── Supplied information

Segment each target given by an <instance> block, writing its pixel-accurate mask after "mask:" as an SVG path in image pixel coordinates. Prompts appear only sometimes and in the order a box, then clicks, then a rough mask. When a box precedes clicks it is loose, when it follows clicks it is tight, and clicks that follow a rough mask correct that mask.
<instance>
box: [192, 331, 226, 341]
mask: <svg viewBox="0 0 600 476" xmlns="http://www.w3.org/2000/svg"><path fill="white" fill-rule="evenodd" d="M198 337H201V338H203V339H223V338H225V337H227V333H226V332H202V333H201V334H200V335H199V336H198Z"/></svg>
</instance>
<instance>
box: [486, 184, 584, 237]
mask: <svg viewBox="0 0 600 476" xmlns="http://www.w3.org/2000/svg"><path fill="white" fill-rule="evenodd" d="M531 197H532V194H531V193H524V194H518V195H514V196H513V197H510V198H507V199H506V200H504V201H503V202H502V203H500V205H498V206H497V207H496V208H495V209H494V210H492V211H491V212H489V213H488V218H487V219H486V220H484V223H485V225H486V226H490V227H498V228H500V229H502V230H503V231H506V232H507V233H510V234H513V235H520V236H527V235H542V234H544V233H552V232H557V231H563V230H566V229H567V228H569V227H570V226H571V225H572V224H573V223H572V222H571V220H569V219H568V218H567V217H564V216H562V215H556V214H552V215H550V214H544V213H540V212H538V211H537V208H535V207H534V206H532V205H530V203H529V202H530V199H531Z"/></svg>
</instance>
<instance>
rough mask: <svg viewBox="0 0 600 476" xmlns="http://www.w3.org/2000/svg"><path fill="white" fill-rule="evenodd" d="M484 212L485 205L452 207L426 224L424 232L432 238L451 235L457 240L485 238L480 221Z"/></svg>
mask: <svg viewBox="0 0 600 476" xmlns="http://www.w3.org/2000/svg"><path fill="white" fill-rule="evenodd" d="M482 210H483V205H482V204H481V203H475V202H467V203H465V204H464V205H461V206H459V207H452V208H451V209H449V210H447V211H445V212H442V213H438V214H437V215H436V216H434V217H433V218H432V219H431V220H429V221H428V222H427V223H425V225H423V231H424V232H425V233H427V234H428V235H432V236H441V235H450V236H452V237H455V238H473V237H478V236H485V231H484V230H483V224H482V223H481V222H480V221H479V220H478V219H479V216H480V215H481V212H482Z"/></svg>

────

◆ Prompt: Reproduce the whole listing without changing anything.

◆ Solution to the problem:
Segment each target given by an <instance> block, writing its pixel-accurate mask after "mask:" as an SVG path in image pixel coordinates. Prompts appear only sometimes and in the order a box, then clicks, then a rough mask. When a box precedes clicks it is loose, when it follows clicks it is tight, and clicks that follow a rough mask correct that mask.
<instance>
box: [192, 331, 226, 341]
mask: <svg viewBox="0 0 600 476" xmlns="http://www.w3.org/2000/svg"><path fill="white" fill-rule="evenodd" d="M198 337H201V338H203V339H223V338H225V337H227V333H226V332H202V333H201V334H200V335H199V336H198Z"/></svg>
</instance>
<instance>
box: [486, 184, 584, 237]
mask: <svg viewBox="0 0 600 476" xmlns="http://www.w3.org/2000/svg"><path fill="white" fill-rule="evenodd" d="M531 197H532V194H531V193H524V194H518V195H514V196H513V197H510V198H507V199H506V200H504V201H503V202H502V203H500V205H498V206H497V207H496V208H495V209H494V210H492V211H491V212H489V213H488V218H487V219H486V220H484V223H485V225H486V226H490V227H498V228H500V229H502V230H503V231H506V232H507V233H510V234H513V235H520V236H527V235H542V234H544V233H552V232H557V231H563V230H566V229H567V228H569V227H570V226H571V225H572V224H573V223H572V222H571V220H569V219H568V218H567V217H564V216H562V215H556V214H552V215H550V214H544V213H540V212H538V211H537V208H535V207H534V206H532V205H530V203H529V202H530V199H531Z"/></svg>
</instance>
<instance>
rough mask: <svg viewBox="0 0 600 476" xmlns="http://www.w3.org/2000/svg"><path fill="white" fill-rule="evenodd" d="M484 212L485 205L452 207L426 224L424 232L432 238L451 235L457 240L485 238L480 221Z"/></svg>
mask: <svg viewBox="0 0 600 476" xmlns="http://www.w3.org/2000/svg"><path fill="white" fill-rule="evenodd" d="M482 210H483V205H482V204H481V203H475V202H467V203H465V204H464V205H461V206H459V207H452V208H451V209H449V210H447V211H445V212H442V213H438V214H437V215H436V216H434V217H433V218H432V219H431V220H429V221H428V222H427V223H425V225H423V231H424V232H425V233H427V234H428V235H432V236H441V235H450V236H452V237H455V238H473V237H478V236H485V231H484V230H483V224H482V223H481V222H480V221H479V220H478V219H479V216H480V215H481V212H482Z"/></svg>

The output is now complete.